**Exercise objective:** From the material below, keep only the lines that contain the word "bare" and copy each one out.

**Data:**
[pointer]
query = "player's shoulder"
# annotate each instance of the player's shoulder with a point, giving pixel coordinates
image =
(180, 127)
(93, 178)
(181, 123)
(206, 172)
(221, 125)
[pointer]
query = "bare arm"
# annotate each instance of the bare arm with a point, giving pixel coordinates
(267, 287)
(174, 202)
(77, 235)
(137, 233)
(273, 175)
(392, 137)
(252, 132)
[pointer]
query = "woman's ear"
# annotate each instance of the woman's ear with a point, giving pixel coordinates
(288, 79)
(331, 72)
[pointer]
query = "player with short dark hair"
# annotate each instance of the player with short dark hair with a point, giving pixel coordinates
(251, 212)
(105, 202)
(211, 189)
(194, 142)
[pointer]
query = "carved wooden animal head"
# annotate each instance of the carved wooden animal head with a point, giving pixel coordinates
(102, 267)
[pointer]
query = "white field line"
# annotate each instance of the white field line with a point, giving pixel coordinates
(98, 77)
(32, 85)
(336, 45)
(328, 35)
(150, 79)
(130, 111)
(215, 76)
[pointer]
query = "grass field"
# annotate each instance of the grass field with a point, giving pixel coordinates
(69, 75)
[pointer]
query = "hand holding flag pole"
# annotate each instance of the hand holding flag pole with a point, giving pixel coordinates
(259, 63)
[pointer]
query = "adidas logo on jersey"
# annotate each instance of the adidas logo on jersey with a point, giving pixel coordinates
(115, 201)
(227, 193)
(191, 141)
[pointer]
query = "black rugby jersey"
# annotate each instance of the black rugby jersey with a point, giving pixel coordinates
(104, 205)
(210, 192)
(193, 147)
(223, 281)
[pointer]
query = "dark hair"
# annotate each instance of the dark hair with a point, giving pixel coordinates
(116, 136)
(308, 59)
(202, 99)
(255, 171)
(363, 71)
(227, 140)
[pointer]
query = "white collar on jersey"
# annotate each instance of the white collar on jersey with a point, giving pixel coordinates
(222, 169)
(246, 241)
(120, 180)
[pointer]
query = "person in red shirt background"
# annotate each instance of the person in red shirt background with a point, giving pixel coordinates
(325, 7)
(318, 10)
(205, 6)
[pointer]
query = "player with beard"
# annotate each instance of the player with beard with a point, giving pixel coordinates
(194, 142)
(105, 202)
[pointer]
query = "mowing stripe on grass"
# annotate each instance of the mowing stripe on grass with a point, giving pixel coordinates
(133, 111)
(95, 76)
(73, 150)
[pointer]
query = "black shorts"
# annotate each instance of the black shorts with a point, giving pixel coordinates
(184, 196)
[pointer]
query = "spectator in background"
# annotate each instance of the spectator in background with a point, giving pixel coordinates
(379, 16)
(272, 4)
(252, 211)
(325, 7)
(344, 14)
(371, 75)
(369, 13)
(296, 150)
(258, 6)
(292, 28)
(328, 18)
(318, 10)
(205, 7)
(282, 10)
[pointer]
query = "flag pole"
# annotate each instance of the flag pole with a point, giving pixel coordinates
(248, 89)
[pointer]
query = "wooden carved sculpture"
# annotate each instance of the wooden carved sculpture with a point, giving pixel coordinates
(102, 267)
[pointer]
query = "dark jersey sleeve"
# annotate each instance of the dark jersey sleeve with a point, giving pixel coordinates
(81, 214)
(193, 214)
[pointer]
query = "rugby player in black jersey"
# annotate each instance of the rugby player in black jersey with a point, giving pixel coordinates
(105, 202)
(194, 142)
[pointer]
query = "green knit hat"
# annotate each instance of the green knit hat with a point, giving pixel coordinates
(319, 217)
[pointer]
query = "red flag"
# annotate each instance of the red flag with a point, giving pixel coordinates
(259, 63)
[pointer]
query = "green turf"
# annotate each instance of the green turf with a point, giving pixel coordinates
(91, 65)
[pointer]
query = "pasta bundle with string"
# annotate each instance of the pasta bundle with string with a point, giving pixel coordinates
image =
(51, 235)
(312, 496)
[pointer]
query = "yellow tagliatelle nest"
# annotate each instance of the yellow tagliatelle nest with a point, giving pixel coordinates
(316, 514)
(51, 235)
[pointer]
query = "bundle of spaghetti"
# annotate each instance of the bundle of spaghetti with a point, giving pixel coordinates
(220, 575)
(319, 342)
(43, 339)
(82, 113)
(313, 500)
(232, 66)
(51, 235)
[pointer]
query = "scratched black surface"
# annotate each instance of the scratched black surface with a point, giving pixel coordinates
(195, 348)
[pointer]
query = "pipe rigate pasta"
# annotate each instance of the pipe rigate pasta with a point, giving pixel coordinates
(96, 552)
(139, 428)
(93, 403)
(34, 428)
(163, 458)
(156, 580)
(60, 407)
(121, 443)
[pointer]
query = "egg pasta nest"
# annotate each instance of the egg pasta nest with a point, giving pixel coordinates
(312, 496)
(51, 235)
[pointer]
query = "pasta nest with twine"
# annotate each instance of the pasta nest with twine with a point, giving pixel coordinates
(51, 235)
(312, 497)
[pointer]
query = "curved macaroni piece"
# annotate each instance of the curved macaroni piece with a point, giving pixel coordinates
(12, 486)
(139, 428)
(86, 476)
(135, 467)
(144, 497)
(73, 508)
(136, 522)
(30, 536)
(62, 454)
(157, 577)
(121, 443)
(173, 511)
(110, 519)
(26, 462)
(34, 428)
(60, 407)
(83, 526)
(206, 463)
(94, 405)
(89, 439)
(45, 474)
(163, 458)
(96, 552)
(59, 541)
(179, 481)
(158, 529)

**Answer to this task:**
query = "bare arm"
# annotate each instance of the bare arm with a point, giving pixel coordinates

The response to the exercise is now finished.